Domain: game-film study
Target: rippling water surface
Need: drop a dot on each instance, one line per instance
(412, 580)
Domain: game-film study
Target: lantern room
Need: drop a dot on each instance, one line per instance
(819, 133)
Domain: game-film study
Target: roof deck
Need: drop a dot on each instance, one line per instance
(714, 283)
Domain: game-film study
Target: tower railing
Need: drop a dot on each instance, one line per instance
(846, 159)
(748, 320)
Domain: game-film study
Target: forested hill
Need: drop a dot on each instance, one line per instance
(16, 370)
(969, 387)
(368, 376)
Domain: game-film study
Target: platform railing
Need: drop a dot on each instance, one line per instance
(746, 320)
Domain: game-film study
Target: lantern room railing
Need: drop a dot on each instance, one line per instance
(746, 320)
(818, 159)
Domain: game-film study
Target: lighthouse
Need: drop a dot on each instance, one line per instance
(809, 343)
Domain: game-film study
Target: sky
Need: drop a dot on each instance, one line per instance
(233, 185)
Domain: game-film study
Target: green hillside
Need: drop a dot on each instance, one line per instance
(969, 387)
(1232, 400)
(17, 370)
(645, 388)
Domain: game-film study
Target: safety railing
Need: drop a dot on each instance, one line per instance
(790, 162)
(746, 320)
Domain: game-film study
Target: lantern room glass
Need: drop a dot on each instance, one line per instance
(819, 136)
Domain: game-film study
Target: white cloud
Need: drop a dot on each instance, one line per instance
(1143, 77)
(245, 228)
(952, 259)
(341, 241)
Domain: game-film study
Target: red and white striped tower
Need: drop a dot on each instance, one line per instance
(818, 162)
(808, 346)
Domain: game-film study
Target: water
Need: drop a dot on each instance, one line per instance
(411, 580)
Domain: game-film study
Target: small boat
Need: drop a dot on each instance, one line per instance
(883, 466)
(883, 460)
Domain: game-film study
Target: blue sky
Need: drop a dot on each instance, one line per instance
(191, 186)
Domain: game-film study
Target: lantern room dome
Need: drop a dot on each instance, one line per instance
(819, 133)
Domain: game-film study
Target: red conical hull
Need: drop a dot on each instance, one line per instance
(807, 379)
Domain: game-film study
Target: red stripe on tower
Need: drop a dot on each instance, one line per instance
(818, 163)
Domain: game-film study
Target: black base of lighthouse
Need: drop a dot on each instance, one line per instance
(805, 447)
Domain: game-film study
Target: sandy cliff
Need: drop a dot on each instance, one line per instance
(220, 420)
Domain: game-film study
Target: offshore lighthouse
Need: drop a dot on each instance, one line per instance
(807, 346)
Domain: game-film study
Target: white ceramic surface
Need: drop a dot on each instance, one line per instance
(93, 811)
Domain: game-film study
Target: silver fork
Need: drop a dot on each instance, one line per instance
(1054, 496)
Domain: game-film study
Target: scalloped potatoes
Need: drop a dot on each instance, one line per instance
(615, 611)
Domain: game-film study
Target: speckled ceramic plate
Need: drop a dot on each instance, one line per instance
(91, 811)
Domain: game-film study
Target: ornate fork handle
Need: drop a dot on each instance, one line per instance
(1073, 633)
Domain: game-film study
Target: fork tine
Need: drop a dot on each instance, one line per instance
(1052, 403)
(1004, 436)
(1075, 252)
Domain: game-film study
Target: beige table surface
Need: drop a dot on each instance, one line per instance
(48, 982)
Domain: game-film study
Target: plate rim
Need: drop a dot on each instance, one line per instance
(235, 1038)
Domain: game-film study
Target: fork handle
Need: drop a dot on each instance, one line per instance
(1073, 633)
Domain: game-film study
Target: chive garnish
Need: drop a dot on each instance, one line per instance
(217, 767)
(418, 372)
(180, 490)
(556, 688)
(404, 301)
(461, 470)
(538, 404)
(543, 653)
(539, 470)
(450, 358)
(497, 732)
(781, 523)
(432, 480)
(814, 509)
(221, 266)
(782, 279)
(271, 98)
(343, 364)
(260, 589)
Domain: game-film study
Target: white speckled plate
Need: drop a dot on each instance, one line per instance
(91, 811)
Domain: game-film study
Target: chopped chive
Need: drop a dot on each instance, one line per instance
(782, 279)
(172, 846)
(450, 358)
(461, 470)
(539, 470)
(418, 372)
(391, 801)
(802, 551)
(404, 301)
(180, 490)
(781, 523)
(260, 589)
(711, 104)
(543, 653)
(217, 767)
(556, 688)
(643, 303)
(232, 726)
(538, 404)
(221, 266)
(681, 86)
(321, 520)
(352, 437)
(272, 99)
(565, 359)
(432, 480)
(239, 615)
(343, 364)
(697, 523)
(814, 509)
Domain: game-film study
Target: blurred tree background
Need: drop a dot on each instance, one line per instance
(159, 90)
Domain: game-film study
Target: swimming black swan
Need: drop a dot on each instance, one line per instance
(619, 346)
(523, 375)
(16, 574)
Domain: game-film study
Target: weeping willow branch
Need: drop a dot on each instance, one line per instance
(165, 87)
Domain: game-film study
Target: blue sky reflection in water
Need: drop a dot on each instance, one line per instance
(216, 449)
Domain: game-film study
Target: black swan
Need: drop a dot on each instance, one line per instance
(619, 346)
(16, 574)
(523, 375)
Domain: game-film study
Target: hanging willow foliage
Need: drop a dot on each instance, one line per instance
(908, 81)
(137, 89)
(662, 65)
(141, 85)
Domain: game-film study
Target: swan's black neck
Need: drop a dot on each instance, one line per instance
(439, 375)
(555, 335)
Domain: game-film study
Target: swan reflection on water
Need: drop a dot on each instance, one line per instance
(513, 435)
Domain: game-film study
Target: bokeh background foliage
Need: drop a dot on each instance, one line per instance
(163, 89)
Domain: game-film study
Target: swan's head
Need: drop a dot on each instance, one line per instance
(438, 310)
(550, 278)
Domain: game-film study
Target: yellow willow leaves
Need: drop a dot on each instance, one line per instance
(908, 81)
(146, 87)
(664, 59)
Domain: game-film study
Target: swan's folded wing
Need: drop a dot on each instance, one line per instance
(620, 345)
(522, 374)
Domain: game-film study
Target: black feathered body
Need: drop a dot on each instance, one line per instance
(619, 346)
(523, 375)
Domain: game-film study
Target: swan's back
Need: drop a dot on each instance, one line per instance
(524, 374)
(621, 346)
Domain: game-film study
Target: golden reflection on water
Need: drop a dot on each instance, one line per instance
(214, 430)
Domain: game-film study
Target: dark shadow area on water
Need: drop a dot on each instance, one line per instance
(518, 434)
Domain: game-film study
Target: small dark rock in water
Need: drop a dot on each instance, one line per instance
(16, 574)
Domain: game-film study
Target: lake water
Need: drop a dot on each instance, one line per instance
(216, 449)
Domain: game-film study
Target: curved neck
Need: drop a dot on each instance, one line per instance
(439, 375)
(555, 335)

**Description of the task:** State how many lines in the entries above contain the word "ceramic". Reply with the number alone.

**Result below:** 2